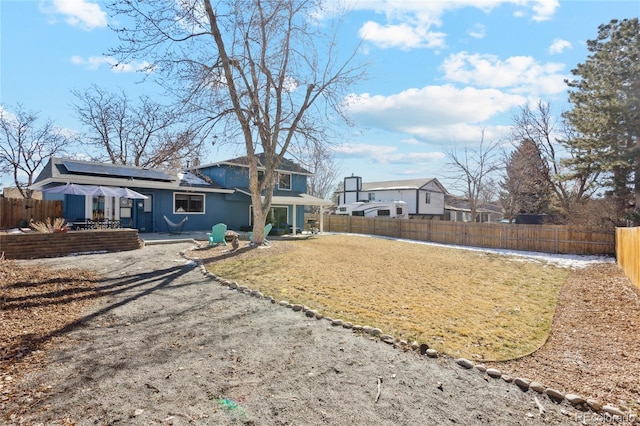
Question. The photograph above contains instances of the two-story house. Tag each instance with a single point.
(207, 194)
(424, 197)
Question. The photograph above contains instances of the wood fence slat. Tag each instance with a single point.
(628, 252)
(540, 238)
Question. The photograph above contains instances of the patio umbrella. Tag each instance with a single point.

## [Required task]
Please change every "photograph" in the items above to "image" and give the items back with all other text the same, leaving out the pictures.

## [The response]
Question. The image above contains instances of the two-story house. Tag each instance with a single point.
(207, 194)
(424, 197)
Question. The image above contains instances of the wood fence slat. Tag each instance with a single point.
(628, 252)
(540, 238)
Question. The image above contains instances of the patio umbrella. Tag each instance with a single point.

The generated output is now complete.